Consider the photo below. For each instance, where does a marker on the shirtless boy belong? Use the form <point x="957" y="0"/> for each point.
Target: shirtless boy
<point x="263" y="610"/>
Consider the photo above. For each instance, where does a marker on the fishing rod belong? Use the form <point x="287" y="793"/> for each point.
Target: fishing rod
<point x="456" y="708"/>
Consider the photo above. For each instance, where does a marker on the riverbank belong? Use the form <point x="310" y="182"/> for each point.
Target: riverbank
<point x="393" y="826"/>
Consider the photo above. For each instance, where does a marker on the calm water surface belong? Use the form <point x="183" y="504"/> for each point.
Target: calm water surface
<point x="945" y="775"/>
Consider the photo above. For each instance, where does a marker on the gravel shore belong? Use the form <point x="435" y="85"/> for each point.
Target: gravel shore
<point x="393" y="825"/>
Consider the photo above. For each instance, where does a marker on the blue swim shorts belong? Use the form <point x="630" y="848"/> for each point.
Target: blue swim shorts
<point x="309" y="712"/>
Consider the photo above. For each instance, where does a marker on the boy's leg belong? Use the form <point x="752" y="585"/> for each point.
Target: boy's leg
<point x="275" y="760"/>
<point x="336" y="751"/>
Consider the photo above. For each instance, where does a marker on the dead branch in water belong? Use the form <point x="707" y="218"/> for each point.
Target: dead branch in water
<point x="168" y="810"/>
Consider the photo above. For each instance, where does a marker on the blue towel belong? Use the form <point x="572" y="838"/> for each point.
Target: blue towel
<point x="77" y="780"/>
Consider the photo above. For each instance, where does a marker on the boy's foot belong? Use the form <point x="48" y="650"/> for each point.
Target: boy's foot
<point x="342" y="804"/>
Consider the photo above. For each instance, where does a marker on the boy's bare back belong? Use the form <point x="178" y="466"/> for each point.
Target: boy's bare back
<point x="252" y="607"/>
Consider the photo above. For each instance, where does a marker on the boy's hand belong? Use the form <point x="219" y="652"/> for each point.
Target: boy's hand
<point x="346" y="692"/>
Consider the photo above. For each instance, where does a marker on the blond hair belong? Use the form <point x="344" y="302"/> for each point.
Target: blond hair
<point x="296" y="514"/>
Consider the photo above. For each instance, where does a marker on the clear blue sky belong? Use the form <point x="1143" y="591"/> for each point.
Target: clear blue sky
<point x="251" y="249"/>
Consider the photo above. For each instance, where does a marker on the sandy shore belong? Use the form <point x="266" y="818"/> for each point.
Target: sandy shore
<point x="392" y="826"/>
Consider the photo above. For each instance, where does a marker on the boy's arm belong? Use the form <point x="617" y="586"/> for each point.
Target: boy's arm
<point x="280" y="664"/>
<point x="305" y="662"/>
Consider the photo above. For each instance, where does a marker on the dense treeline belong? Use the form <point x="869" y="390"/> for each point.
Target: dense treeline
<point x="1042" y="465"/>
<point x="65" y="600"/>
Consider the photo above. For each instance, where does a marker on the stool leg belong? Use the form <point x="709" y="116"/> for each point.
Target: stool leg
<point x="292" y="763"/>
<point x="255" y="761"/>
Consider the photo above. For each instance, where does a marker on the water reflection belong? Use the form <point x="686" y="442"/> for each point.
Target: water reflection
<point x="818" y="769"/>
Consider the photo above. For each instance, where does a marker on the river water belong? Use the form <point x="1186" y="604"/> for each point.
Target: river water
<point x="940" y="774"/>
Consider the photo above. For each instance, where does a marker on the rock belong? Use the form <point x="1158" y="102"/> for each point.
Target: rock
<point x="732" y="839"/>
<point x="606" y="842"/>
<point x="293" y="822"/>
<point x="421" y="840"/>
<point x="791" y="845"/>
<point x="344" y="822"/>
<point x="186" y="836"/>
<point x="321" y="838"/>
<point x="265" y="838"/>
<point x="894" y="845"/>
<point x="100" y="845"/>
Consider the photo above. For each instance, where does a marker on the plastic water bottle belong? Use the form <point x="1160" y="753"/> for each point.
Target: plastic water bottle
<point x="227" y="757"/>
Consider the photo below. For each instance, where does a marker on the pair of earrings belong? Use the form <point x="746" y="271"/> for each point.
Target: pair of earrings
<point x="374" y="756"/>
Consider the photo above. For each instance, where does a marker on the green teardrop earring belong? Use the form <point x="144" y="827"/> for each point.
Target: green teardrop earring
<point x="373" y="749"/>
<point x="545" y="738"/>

:::

» PROBLEM DESCRIPTION
All lines from the one with "on the plastic" through the final line above are to be quoted exactly; quote no other line.

» THE RESPONSE
Consider the photo above. For each instance, where does a marker on the plastic water bottle belong? Use the form <point x="1160" y="753"/> for each point.
Target: plastic water bottle
<point x="227" y="757"/>
Consider the photo below. For each instance, where does a marker on the pair of earrings belong? Use the form <point x="746" y="271"/> for each point.
Target: pair of earrings
<point x="374" y="756"/>
Consider the photo above. For each instance, where does a marker on the green teardrop earring belong? Use the form <point x="144" y="827"/> for each point.
Target: green teardrop earring
<point x="373" y="749"/>
<point x="545" y="738"/>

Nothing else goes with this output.